» **What you have to do**: The answer is all of the data repeated exactly, with each picture omitted.

» **Material provided**:
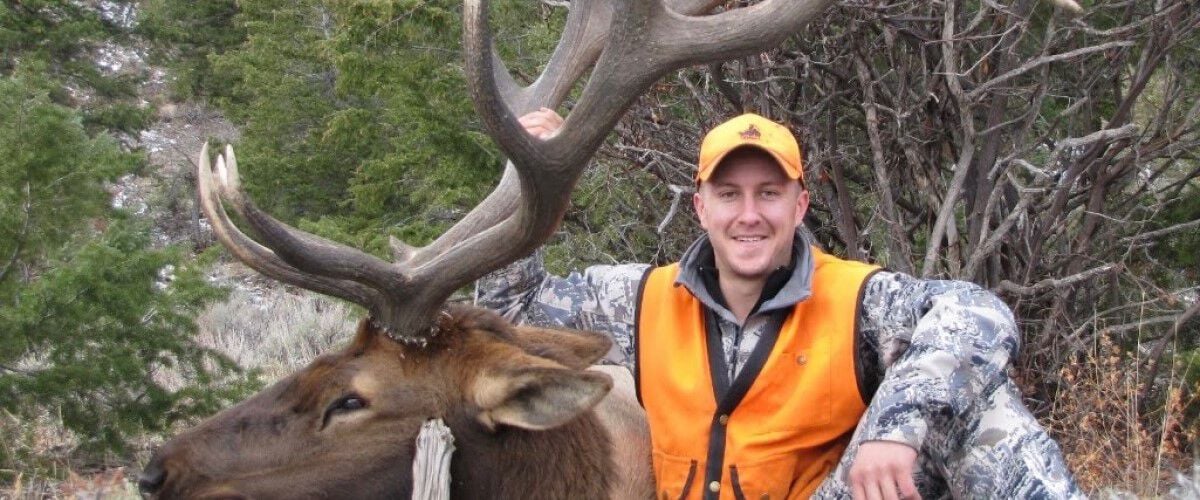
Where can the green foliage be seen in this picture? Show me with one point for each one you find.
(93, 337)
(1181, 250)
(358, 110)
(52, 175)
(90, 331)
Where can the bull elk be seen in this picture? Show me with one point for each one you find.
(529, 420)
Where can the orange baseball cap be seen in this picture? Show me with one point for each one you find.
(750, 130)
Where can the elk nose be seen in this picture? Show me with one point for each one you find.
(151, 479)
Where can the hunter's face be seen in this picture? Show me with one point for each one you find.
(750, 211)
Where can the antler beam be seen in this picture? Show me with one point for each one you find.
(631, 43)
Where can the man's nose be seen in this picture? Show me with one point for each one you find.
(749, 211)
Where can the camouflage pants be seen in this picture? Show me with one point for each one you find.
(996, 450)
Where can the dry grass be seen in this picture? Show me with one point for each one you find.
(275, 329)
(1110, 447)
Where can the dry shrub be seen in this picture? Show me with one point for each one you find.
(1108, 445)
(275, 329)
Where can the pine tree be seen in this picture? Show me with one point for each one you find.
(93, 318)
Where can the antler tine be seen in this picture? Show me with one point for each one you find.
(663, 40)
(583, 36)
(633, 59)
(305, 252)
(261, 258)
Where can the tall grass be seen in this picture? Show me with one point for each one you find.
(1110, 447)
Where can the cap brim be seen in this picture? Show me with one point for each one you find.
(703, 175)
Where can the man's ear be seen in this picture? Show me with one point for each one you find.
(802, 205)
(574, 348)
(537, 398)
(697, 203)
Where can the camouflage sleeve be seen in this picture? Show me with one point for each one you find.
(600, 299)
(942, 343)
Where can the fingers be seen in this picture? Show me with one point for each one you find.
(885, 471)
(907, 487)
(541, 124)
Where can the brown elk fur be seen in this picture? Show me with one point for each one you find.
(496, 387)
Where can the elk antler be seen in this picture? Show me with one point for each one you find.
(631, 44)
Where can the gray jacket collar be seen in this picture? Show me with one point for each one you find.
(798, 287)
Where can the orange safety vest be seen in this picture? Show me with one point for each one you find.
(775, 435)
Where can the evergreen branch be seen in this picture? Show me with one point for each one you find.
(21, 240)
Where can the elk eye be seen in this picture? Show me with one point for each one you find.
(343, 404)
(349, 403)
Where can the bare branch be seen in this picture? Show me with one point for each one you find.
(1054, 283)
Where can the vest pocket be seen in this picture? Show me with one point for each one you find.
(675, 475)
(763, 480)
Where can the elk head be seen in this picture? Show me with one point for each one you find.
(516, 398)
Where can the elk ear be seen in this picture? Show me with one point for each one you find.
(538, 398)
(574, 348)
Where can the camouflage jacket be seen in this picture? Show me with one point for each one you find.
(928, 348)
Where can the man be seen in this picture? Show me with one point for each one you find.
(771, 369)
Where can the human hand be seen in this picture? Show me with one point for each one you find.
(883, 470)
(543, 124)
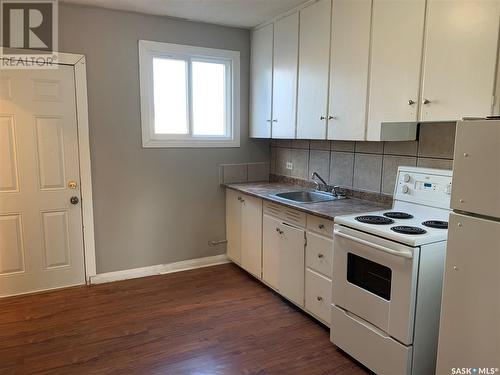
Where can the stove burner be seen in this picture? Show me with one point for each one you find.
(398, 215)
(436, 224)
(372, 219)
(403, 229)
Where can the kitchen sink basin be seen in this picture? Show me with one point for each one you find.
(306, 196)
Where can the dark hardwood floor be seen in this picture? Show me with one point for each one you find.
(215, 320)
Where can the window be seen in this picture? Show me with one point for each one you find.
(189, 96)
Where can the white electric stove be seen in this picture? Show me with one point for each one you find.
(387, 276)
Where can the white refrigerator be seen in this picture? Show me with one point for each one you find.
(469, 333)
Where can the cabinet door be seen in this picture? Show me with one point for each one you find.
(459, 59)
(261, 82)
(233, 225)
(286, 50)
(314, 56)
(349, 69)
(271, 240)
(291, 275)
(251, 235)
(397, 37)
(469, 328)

» **Solution to this exercise**:
Where can the green foliage be seen in this picture? Show me with one point for each one you find.
(93, 337)
(1181, 250)
(358, 110)
(52, 175)
(90, 331)
Where can the bull elk be seen in this picture? Show me with one point for each one you find.
(529, 420)
Where can the orange baseball cap be seen in this picture? Show me with one point for each one you find.
(750, 130)
Where can the elk nose be seen in this picture? Show me with one point for each one you find.
(151, 479)
Where can the hunter's face be seen in this picture? Show me with one point for each one you find.
(750, 211)
Where can the antler beam be seen in this picture? Show me with one point for each one you find.
(631, 43)
Where can the man's nose be seen in this picture? Show me with one point for each one you find.
(749, 211)
Where can the camouflage pants be seen in this picture? Show me with one point for each one you find.
(996, 450)
Where can the dry grass be seen in this picture? Show me with one point for each one you find.
(275, 329)
(1110, 447)
Where can the dry shrub be seen in this picture? Show me with one point for each one you find.
(1108, 445)
(275, 329)
Where can the pine tree be seen in this picture? Show me with one point for each one you find.
(93, 318)
Where can the antler tine be seen in this picture? Show me with one point for each one you find.
(663, 40)
(583, 36)
(633, 59)
(305, 252)
(261, 258)
Where can the tall grass be seen in this picture? Show me with one point for each one you find.
(1110, 447)
Where can the cap brim be seen in this picture? Show me with one point for each one you find.
(703, 175)
Where can the man's ear be seen in this picture? Show me with one point for each one you find.
(802, 205)
(574, 348)
(537, 398)
(697, 203)
Where can the camouflage sleeve be seen in this picture? Show me with one point for each one you find.
(600, 299)
(942, 343)
Where can the fingers be seen in this picture? Show me with one point for each one you find.
(885, 471)
(907, 487)
(541, 124)
Where can the brown elk fur be seen in this picture? Show me with one point for each one you find.
(496, 387)
Where can the elk antler be seen in this picture? Show me with one point for each one you find.
(631, 44)
Where can the gray jacket collar be seen in this picture? Show me with one point for each one you find.
(798, 287)
Where can the orange safety vest be seen in this picture? Show me with one point for each one you find.
(775, 435)
Where can the evergreen branch be seen in this picture? Show me with one point for each one you find.
(21, 240)
Where can the elk eye be seen in this picture? Show me with one point for each one you find.
(343, 404)
(349, 403)
Where can the bare branch be seen in this picture? Show me with one point for each one you find.
(1054, 283)
Where can the vest pocket be seen in this picture? Show me with one point for each one you find.
(675, 475)
(763, 480)
Where can the elk head be seen in this picture? Show me with one point for each one you find.
(516, 398)
Where can the elk ear be seen in this picture? Show me with one point for each one you find.
(538, 398)
(574, 348)
Where can the camouflage jacket be seen in this picture? Show me with one point for each one you find.
(928, 348)
Where can the man be seen in this picture? Show me with one point for each one you find.
(771, 369)
Where can the human hand be seen in this picture? Show me with one point for each one you find.
(883, 470)
(543, 124)
Where can the stove burner be seen in this picture? Show me with one point for each one you find.
(398, 215)
(436, 224)
(372, 219)
(403, 229)
Where can the kitchen sink basin be seen in this picture? Show me with one point for each one you find.
(306, 196)
Where can the dark hardwood floor be seen in this picture? Show me with one point for each one you find.
(215, 320)
Where can the window be seen in this picture? Show me with one point for each one you find.
(189, 96)
Where can the white electric stove be seen in this picture? Show me with one point for each one you find.
(387, 276)
Where can the white refrigerator be seen in this picture? Show me with one point for each one you find.
(469, 333)
Where can the cabinet door be seen in this picture? Show me with one point for each one you find.
(459, 59)
(261, 82)
(233, 225)
(286, 50)
(314, 56)
(349, 69)
(271, 240)
(291, 275)
(251, 235)
(397, 37)
(469, 328)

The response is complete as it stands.